[Extracted records]
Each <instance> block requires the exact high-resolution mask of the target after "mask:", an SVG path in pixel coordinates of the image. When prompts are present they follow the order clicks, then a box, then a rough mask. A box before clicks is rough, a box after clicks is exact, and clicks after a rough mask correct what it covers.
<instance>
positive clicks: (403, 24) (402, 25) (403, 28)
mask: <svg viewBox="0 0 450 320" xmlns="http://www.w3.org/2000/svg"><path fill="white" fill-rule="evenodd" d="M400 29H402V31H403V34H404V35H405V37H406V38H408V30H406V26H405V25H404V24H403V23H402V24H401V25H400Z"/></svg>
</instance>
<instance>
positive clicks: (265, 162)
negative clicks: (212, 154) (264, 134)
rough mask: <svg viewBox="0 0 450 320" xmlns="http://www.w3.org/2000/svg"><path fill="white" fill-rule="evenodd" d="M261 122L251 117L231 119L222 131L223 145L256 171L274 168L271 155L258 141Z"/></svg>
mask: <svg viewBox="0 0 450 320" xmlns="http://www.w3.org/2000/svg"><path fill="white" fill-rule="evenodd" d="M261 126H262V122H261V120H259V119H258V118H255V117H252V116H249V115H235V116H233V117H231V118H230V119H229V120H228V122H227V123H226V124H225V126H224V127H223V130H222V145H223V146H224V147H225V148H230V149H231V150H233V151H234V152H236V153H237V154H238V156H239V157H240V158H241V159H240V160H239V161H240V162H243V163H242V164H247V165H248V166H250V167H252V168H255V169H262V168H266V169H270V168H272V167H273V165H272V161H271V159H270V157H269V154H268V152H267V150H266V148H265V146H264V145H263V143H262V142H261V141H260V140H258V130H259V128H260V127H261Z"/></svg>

---

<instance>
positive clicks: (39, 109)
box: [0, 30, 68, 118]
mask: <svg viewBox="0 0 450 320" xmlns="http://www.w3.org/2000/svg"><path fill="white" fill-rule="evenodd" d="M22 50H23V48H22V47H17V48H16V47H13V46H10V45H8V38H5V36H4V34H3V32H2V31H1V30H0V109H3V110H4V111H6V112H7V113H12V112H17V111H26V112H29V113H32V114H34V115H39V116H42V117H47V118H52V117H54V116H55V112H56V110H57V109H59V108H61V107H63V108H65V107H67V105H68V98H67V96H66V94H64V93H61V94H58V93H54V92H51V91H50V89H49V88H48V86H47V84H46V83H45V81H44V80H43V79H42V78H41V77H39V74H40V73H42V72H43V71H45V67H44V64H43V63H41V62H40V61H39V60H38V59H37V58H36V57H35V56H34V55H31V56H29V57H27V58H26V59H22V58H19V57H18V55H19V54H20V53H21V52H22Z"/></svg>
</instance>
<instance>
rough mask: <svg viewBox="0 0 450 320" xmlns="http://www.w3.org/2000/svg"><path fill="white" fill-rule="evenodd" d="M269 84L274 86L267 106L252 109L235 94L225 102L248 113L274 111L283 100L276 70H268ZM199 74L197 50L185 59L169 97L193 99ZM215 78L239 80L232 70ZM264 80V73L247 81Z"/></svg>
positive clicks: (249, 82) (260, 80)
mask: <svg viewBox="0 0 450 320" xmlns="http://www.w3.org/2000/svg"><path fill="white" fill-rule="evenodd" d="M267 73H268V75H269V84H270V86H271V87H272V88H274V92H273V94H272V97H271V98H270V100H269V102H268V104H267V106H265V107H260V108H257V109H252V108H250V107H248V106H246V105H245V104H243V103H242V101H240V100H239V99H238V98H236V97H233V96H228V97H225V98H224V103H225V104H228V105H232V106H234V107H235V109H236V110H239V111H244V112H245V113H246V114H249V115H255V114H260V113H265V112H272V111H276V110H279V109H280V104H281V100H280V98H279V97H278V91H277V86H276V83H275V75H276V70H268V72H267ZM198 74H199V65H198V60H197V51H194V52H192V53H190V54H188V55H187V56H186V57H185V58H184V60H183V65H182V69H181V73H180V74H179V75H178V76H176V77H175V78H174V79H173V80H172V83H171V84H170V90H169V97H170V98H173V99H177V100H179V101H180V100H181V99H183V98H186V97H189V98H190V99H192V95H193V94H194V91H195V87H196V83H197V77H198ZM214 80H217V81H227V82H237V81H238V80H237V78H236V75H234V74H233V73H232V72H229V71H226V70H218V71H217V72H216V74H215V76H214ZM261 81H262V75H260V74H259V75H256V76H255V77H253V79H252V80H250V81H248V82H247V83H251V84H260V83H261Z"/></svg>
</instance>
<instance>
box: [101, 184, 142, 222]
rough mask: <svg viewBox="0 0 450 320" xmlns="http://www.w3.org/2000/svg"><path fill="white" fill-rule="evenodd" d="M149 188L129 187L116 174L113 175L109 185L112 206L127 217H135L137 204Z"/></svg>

==

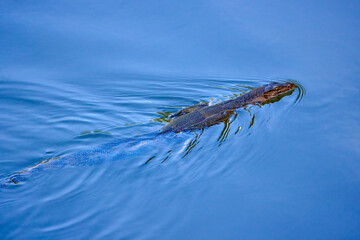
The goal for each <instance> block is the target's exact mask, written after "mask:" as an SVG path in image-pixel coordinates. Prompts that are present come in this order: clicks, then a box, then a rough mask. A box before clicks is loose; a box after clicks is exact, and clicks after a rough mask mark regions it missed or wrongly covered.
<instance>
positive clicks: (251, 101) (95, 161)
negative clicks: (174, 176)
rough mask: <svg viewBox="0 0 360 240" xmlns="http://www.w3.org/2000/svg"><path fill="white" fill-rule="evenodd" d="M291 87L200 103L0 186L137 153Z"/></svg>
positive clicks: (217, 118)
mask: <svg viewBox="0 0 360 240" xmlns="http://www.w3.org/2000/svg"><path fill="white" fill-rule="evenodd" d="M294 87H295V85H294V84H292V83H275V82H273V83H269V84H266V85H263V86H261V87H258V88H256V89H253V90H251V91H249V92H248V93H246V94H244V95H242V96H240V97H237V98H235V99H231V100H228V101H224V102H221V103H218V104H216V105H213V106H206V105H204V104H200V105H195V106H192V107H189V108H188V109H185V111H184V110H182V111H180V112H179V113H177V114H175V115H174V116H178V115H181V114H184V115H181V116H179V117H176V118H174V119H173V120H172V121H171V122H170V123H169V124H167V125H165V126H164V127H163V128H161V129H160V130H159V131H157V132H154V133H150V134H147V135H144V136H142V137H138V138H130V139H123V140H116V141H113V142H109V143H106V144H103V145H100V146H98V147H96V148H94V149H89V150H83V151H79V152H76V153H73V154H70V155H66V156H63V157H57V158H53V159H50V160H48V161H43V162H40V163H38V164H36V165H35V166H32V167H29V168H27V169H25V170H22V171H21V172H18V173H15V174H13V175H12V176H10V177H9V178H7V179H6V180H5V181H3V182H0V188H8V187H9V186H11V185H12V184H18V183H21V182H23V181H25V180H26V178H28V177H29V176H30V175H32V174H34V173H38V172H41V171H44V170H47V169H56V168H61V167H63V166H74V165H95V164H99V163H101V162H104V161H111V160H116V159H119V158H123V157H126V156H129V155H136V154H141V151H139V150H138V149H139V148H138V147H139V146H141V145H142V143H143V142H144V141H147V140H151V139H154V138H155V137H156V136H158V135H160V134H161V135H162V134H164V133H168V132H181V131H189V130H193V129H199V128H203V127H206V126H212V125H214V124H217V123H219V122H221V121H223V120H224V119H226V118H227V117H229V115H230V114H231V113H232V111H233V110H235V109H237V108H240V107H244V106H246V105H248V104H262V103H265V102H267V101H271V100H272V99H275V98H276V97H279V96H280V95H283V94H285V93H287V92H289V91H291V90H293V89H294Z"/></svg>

• [Required action]:
Pick out each line of the entries that contains the word "block", and copy those lines.

• [Written solution]:
Each <instance> block requires the exact high-resolution mask of the target after "mask:", an SVG path in pixel coordinates of the image. When prompts are present they follow the order clicks, then a box, then a rough mask. A box before clicks is rough, a box after clicks is exact, and clicks after a rough mask correct what it covers.
The goal for each <instance> block is the target's exact mask, written after "mask:" as an SVG path in image-pixel coordinates. Prompts that are present come in this order: clicks, then a box, then a rough mask. A box before clicks is loose; a box after clicks is exact, and clicks after a rough mask mark regions it missed or wrongly covered.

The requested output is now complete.